-- TASK INPUTS follows --
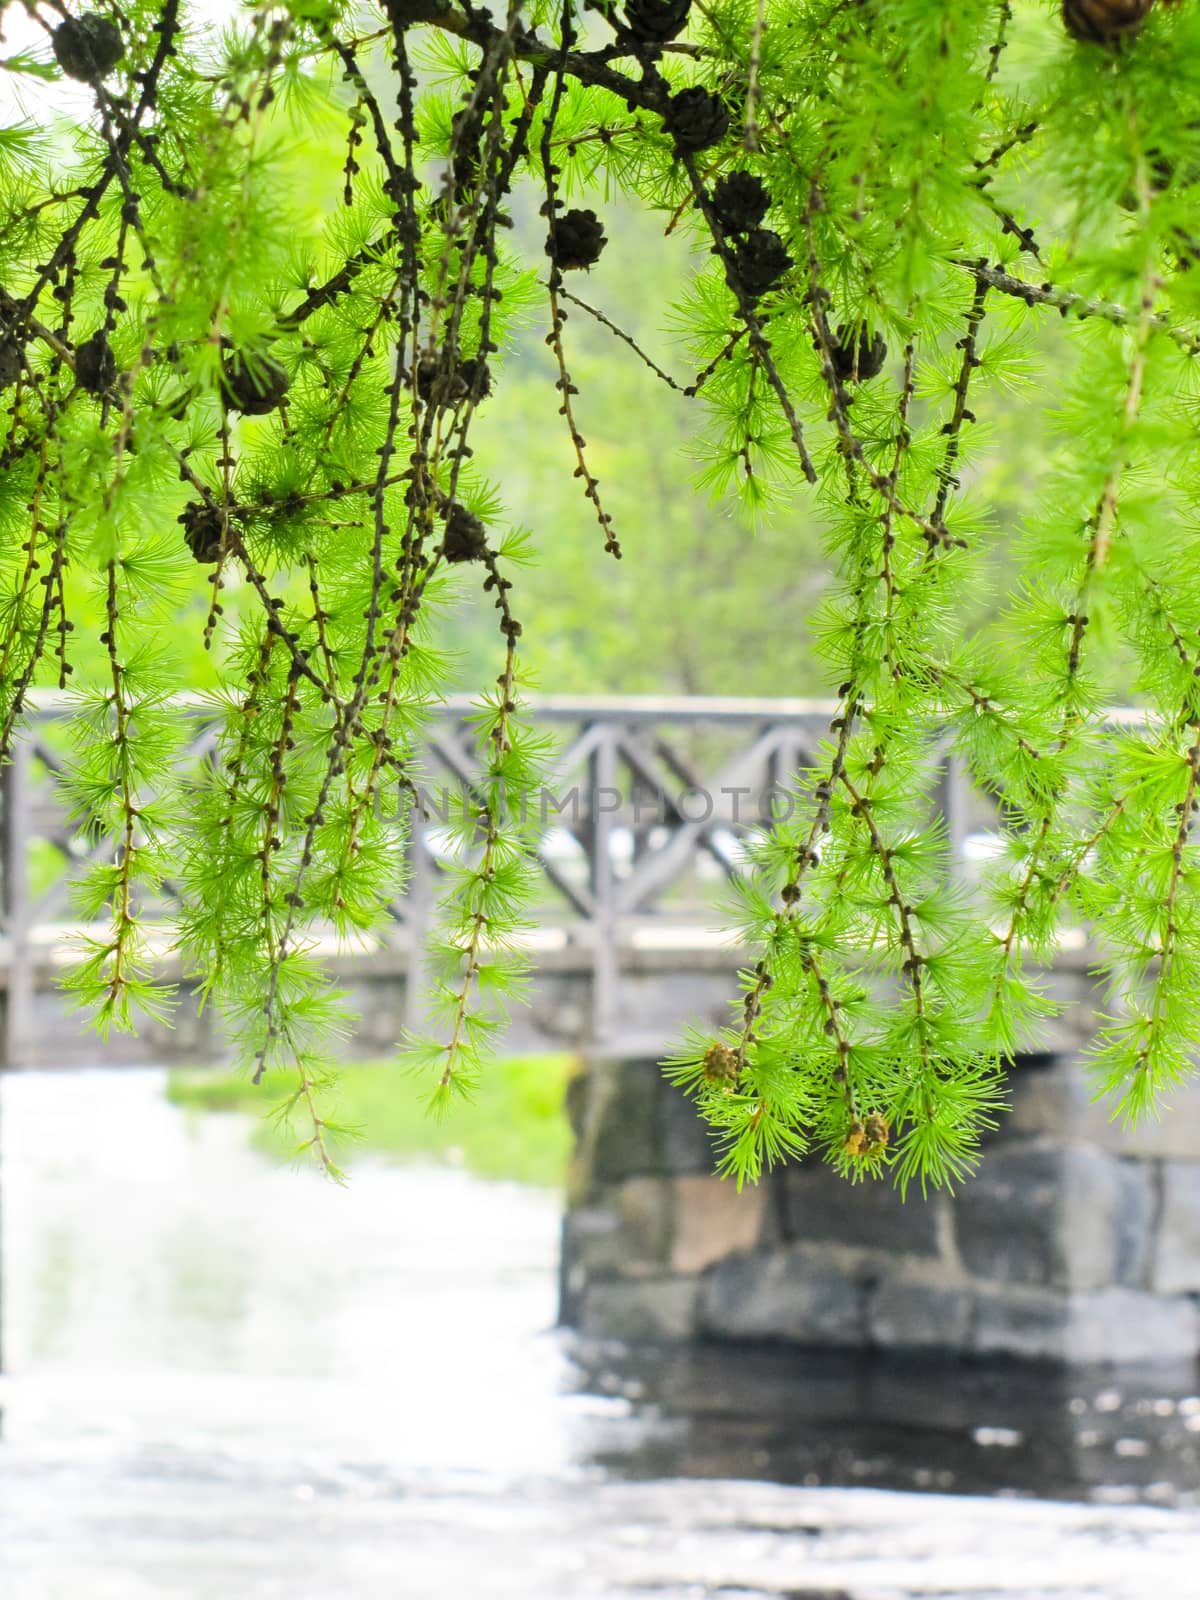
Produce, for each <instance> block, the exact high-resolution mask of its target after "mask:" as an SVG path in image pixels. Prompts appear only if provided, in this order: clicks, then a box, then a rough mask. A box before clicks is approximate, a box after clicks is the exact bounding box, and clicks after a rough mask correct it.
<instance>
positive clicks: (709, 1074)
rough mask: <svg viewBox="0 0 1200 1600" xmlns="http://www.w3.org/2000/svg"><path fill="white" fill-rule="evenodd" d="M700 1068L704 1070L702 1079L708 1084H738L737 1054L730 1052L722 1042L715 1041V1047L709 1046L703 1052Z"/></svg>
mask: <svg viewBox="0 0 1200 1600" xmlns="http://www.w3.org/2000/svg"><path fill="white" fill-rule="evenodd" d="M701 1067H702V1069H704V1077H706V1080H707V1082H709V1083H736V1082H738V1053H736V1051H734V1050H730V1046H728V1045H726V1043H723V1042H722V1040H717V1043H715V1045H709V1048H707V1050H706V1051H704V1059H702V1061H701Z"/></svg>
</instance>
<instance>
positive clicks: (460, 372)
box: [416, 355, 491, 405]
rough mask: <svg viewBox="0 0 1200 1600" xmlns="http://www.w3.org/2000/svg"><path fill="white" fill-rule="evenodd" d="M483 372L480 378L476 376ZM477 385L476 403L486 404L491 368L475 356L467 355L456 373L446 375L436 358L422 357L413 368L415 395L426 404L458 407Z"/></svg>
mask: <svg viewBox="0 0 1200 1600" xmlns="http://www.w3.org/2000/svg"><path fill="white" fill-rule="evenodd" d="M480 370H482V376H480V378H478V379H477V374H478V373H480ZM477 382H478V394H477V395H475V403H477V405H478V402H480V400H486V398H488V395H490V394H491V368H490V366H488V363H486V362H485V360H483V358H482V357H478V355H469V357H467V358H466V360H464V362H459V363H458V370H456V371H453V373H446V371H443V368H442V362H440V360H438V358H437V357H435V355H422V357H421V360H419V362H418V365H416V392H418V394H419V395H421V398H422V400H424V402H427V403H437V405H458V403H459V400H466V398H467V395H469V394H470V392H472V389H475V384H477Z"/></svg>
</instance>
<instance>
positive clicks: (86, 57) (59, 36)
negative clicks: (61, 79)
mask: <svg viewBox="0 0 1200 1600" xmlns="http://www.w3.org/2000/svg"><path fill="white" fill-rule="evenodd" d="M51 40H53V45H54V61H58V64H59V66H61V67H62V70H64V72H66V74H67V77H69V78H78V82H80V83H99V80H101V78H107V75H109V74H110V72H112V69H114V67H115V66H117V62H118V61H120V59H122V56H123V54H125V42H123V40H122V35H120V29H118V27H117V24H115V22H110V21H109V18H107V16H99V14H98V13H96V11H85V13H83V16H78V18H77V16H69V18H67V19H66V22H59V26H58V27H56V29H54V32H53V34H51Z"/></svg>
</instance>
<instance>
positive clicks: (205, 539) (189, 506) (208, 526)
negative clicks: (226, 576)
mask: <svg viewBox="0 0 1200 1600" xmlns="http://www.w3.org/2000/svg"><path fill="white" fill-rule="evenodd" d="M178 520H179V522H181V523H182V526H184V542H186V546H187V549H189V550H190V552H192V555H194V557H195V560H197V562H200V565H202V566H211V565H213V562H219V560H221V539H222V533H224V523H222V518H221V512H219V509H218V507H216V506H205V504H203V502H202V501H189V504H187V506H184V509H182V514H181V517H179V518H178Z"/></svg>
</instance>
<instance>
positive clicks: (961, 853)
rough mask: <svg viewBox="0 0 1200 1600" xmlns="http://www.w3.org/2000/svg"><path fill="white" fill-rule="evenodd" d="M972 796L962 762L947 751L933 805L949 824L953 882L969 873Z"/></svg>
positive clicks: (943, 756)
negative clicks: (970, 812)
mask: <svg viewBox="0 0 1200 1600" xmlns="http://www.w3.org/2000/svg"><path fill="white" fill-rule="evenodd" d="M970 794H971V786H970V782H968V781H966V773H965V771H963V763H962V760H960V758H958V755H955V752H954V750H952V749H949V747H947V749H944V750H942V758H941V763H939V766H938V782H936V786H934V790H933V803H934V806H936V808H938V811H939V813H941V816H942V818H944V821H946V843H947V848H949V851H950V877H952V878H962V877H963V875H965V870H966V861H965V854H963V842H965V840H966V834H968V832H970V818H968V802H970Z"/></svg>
-- TASK INPUTS concluded --
-- TASK INPUTS follows --
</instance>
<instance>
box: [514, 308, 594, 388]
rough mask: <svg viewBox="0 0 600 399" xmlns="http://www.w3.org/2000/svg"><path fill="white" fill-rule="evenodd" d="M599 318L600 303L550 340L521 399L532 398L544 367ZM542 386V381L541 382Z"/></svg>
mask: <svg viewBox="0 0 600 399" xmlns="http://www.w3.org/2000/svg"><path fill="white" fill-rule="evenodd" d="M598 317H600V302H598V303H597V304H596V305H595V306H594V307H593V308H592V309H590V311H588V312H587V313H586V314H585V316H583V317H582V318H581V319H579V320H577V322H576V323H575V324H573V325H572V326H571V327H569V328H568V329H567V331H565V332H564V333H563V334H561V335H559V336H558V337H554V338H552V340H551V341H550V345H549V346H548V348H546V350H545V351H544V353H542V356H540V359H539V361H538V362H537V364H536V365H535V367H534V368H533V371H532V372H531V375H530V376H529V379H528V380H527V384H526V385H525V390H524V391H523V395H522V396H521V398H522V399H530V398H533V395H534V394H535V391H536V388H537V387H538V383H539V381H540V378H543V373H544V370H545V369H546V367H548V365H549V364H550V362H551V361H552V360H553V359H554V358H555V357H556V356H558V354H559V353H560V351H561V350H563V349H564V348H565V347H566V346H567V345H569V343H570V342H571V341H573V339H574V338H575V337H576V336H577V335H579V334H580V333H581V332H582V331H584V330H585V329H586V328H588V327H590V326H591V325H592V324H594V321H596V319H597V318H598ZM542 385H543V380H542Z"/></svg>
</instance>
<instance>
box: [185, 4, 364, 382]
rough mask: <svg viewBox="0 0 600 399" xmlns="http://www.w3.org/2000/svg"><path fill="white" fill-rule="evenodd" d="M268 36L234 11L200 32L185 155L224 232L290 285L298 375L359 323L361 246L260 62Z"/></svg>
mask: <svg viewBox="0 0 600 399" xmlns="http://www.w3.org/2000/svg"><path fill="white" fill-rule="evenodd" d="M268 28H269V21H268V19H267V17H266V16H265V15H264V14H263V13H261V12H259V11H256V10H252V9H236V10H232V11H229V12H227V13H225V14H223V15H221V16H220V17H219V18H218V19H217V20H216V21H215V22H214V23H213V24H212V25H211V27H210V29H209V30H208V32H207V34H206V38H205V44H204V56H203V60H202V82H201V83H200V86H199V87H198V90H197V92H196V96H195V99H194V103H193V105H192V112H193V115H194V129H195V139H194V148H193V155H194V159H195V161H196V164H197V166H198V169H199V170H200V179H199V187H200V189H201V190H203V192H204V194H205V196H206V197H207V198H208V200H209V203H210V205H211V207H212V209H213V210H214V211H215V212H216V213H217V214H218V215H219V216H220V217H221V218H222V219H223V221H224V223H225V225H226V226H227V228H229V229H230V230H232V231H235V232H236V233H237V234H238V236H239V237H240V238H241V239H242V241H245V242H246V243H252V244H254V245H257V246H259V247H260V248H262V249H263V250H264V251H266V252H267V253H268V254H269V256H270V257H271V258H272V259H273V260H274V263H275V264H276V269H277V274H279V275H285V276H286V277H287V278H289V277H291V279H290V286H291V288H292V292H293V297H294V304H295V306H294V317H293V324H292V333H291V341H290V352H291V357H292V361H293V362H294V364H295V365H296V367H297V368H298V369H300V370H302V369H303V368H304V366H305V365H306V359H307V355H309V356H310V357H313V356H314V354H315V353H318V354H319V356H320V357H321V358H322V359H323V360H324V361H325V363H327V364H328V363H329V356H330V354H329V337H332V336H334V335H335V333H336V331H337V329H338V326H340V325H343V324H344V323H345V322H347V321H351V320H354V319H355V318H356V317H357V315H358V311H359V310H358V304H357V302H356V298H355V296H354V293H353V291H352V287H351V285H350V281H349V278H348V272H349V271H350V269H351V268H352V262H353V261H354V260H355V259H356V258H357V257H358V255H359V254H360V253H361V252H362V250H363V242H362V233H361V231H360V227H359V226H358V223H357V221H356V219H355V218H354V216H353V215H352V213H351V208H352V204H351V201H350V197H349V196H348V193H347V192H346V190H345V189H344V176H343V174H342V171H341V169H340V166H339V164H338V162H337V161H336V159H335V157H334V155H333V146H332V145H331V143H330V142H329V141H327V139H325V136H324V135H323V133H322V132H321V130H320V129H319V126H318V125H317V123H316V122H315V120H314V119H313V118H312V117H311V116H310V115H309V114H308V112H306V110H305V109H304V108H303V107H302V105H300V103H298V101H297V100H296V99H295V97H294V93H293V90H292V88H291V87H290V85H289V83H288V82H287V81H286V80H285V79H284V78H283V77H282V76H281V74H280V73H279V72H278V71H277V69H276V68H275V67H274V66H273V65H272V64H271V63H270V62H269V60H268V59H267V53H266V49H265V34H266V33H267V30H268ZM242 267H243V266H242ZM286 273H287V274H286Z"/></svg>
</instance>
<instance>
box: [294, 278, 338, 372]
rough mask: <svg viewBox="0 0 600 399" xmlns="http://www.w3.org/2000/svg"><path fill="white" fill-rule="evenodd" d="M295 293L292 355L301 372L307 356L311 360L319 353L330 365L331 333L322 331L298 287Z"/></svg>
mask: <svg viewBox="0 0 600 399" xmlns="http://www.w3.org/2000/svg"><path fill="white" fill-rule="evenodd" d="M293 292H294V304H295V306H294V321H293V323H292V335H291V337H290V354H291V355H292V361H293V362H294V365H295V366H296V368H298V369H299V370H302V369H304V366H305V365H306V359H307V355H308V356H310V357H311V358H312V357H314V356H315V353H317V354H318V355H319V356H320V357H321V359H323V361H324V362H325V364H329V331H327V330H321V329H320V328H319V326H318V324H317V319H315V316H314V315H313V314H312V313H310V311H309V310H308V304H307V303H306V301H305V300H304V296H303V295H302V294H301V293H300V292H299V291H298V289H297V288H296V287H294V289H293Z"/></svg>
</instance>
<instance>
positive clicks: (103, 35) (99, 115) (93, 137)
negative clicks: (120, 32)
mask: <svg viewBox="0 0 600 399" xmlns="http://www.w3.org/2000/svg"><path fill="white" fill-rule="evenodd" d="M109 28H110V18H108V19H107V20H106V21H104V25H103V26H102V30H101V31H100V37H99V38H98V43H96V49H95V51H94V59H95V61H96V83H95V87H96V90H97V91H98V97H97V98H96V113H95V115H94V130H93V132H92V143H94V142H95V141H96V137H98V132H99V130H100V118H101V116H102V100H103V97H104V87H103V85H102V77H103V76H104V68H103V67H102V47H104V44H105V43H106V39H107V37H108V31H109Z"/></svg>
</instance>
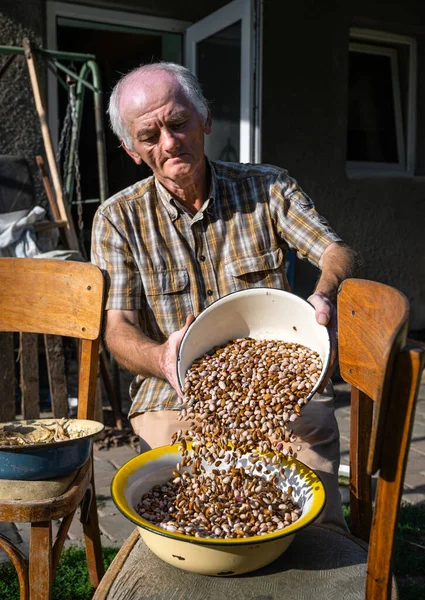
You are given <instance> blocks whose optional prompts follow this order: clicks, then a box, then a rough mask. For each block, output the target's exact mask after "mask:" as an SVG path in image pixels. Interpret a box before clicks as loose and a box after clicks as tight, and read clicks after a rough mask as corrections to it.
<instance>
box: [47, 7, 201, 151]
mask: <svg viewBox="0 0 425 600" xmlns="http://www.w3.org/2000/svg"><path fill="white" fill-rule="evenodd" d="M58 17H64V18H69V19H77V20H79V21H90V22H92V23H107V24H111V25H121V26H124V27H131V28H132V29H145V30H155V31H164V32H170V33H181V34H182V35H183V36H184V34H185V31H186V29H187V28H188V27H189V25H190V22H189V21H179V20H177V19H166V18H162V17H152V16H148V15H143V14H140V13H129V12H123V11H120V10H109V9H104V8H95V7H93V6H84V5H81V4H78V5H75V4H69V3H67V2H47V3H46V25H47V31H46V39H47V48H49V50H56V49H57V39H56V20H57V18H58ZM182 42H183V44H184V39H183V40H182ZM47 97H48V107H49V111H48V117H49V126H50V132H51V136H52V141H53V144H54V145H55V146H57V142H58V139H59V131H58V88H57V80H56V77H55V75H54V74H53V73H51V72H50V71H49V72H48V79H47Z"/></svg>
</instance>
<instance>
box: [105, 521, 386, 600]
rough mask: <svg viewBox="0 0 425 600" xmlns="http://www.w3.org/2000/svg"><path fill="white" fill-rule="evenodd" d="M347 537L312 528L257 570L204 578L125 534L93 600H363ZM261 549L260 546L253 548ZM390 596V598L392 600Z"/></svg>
-- TASK INPUTS concluded --
> PROBLEM DESCRIPTION
For the word "positive", find all matching lines in the entries above and copy them out.

> SOLUTION TO THE PROBLEM
positive clicks: (709, 1074)
positive clicks: (460, 372)
positive clicks: (86, 57) (59, 36)
positive clicks: (205, 539) (189, 506) (208, 526)
positive clicks: (961, 853)
positive clicks: (943, 756)
positive clicks: (103, 35) (99, 115) (93, 137)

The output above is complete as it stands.